» Task directions:
Output range, inclusive: from the line containing "positive clicks: (662, 216) (622, 138)" to the line containing "negative clicks: (113, 273) (666, 297)". Restate those lines from the data below word for word and only those.

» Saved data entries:
━━━
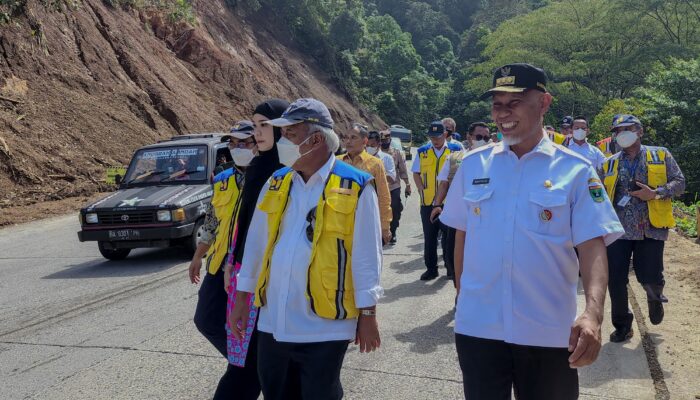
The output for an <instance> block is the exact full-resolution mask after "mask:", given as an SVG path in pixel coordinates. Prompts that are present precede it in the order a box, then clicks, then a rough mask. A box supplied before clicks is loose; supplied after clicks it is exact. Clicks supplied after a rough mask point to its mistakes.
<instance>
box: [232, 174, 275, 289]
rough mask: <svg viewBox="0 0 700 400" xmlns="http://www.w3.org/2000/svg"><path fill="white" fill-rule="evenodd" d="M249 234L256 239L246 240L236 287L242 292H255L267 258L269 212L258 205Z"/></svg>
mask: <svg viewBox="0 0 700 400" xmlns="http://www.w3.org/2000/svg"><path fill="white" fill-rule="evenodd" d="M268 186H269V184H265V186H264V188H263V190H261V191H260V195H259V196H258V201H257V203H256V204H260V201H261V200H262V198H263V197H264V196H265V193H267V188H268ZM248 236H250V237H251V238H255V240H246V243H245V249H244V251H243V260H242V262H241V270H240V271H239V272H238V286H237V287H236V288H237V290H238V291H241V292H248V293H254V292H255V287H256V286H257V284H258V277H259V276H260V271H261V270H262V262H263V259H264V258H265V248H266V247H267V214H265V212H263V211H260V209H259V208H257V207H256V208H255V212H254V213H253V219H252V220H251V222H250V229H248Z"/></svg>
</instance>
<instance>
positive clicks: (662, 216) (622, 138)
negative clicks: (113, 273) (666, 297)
━━━
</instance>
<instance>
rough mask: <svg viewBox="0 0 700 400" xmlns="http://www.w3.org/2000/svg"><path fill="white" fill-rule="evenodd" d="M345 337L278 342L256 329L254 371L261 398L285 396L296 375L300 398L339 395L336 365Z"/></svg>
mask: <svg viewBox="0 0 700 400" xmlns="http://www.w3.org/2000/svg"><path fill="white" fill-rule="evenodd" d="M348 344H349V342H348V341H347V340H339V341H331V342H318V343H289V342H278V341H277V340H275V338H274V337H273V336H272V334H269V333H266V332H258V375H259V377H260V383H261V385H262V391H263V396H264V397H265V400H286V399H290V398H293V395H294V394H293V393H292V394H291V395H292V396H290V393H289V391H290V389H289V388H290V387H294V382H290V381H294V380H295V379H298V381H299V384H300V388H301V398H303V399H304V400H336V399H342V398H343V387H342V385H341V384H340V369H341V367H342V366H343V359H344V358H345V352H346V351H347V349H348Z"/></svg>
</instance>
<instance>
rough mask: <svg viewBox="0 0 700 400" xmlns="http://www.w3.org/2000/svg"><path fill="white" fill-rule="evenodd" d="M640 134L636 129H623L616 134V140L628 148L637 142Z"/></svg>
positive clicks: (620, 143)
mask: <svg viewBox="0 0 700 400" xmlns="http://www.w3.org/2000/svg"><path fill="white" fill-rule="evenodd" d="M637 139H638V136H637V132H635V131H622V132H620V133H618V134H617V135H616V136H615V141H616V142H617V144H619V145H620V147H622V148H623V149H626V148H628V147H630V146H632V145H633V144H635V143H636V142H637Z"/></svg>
━━━
» Written answer:
positive clicks: (662, 216) (622, 138)
negative clicks: (113, 273) (666, 297)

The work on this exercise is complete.